⟨

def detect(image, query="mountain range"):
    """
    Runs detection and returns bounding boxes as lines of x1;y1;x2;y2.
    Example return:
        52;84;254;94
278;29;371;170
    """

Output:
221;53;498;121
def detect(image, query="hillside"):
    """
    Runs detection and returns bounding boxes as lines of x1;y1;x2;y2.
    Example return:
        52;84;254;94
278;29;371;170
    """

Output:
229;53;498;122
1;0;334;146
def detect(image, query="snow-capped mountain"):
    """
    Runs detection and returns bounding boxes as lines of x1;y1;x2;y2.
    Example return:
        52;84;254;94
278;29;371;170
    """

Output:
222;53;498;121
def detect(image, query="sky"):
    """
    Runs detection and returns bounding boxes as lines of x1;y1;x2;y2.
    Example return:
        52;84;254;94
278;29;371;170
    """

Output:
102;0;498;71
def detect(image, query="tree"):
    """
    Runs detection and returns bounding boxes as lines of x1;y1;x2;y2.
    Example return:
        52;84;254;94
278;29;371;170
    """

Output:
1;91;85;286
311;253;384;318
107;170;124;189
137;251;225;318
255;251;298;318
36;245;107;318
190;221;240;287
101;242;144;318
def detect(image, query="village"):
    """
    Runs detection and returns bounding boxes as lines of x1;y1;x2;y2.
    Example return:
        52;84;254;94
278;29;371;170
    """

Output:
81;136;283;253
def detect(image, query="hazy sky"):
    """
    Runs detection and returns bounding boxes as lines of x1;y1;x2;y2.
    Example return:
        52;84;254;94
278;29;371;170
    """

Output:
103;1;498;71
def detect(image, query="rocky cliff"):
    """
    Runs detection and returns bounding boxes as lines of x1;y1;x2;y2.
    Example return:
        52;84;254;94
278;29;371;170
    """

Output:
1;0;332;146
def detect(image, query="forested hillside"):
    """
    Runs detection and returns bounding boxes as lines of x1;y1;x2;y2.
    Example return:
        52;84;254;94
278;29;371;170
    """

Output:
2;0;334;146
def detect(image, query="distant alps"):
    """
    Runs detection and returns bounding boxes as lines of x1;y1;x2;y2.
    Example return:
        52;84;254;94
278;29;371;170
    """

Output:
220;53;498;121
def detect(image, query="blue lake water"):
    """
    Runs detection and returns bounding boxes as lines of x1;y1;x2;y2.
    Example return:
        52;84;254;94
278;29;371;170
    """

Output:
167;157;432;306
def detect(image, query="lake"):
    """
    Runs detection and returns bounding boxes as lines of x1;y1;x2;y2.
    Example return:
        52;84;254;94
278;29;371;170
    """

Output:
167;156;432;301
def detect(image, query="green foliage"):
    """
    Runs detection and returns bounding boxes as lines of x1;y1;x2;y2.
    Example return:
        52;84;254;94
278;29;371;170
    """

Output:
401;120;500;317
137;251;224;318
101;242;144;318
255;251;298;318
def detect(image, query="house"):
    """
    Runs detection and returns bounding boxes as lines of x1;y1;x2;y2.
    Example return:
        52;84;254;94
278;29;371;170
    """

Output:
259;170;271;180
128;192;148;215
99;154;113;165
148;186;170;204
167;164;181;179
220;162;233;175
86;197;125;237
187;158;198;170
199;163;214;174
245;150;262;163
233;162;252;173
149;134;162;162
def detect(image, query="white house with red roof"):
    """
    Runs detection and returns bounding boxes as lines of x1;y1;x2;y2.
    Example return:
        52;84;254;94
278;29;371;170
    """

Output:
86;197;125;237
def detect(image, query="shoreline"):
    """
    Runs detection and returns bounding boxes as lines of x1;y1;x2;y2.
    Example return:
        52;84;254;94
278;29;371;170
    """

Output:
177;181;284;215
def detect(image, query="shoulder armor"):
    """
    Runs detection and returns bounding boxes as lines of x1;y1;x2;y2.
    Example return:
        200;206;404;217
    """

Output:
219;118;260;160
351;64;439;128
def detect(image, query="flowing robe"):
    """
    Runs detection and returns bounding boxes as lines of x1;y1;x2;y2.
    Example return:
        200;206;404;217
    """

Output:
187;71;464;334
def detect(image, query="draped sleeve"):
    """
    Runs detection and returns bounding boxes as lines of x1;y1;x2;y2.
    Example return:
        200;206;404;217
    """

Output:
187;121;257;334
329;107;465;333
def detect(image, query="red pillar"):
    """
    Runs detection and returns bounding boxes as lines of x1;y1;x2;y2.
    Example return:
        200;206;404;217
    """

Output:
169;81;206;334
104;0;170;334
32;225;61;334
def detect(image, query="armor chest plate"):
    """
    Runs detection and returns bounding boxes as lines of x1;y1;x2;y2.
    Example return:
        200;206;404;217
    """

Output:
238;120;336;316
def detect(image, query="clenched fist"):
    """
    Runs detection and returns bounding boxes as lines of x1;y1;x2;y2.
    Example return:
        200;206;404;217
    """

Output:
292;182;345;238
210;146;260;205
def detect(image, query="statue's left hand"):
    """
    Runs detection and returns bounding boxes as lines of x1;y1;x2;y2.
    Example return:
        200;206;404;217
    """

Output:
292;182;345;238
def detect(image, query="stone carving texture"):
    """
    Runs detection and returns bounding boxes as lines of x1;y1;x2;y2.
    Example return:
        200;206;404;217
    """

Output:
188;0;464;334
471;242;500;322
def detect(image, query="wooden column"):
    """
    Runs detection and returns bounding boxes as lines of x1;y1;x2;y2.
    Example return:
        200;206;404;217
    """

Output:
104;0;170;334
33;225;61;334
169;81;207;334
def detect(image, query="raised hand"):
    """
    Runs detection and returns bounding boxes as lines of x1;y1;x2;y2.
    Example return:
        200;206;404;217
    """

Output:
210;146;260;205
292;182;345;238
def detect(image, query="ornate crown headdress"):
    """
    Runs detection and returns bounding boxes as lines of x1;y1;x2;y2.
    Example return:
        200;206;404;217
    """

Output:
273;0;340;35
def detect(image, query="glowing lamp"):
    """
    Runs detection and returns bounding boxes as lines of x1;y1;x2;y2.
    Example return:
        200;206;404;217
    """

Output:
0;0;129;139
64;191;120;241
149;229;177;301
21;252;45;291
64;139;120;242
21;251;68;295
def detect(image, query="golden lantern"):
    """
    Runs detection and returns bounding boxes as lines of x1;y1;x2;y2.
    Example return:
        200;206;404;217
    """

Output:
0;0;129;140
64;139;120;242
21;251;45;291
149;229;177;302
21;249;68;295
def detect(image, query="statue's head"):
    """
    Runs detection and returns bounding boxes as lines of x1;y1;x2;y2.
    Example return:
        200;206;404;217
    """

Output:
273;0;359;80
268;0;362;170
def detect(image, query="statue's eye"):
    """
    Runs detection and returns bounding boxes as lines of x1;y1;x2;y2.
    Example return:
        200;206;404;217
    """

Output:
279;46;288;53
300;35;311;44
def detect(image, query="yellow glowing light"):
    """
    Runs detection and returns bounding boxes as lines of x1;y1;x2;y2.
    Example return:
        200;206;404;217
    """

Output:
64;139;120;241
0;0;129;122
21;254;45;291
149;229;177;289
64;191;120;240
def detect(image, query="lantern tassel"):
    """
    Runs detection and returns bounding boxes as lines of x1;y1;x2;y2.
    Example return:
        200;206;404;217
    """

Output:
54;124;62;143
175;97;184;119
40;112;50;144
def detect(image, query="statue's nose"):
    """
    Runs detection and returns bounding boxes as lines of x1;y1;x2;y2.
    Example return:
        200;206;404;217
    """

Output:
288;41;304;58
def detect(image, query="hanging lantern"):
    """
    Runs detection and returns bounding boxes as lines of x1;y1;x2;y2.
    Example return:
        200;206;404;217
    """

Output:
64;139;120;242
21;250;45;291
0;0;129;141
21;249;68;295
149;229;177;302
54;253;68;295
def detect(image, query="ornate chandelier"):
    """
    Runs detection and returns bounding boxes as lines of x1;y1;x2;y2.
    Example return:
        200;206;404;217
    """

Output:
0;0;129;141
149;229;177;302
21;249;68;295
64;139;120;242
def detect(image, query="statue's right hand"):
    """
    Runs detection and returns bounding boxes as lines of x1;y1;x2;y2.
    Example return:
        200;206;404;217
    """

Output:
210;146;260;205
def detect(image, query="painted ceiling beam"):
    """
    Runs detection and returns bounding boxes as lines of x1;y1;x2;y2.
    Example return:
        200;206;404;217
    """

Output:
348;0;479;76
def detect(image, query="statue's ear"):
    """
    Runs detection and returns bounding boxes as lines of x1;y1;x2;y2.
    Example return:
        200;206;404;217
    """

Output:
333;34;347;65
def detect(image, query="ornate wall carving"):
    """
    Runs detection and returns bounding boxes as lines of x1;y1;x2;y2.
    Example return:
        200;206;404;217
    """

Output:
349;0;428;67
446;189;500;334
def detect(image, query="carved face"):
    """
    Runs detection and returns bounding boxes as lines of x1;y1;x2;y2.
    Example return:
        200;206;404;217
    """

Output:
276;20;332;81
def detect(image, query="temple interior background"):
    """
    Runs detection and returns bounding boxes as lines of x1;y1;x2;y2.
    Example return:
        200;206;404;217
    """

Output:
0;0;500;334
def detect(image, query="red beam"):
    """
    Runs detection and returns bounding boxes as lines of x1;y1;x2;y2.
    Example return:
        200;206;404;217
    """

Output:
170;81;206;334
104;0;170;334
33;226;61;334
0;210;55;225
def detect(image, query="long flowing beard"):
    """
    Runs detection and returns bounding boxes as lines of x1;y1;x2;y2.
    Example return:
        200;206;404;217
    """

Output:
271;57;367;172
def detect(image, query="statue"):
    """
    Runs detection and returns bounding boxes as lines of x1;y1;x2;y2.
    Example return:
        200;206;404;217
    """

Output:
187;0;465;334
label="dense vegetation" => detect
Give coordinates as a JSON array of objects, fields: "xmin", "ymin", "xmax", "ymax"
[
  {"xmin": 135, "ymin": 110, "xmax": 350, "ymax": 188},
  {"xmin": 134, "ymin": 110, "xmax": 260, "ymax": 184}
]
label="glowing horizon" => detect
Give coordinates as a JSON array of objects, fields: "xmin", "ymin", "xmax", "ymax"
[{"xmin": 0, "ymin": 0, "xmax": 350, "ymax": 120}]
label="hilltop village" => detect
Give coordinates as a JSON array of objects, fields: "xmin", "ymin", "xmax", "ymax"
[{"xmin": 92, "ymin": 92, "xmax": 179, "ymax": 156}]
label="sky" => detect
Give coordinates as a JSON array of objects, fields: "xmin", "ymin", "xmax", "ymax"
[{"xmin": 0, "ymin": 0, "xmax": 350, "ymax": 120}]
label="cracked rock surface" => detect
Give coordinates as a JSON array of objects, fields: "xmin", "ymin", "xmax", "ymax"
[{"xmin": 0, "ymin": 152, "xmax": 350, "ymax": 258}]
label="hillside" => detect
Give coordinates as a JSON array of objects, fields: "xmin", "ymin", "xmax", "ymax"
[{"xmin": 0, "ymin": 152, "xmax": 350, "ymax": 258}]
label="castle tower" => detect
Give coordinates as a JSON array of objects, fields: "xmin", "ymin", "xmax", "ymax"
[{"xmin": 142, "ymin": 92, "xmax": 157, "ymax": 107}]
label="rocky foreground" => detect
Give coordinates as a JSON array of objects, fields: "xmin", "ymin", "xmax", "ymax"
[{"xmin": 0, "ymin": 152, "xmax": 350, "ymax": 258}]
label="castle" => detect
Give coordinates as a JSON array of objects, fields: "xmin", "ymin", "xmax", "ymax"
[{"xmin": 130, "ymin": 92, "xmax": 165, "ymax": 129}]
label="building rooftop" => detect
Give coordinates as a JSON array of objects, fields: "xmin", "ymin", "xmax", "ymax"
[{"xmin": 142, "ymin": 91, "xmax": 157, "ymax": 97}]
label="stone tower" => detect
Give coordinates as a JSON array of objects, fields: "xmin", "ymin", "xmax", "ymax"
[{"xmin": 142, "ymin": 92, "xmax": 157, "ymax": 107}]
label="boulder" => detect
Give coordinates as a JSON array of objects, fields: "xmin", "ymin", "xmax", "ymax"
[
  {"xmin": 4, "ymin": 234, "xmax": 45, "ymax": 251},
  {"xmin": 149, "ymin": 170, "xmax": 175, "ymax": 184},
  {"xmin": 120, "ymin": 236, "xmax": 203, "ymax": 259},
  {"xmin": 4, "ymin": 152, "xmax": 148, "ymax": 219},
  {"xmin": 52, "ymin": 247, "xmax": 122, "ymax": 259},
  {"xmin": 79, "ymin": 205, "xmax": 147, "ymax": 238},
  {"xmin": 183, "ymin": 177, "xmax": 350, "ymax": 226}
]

⟩

Lay out everything from the first line of the items above down to and including the line that contains "221;53;498;121" as a Markdown table with columns Row and Text. Number each line and leave out the blank ones.

| Row | Text |
|---|---|
| 1 | def detect(image, query="mountain range"): |
| 2 |     """ |
| 3 |     Runs detection and returns bounding boxes as lines of x1;y1;x2;y2. |
| 4 |     Example return: |
| 5 |         52;84;254;94 |
| 6 | 278;29;371;170 |
| 7 |     """ |
| 8 | Output: |
| 9 | 221;53;498;121 |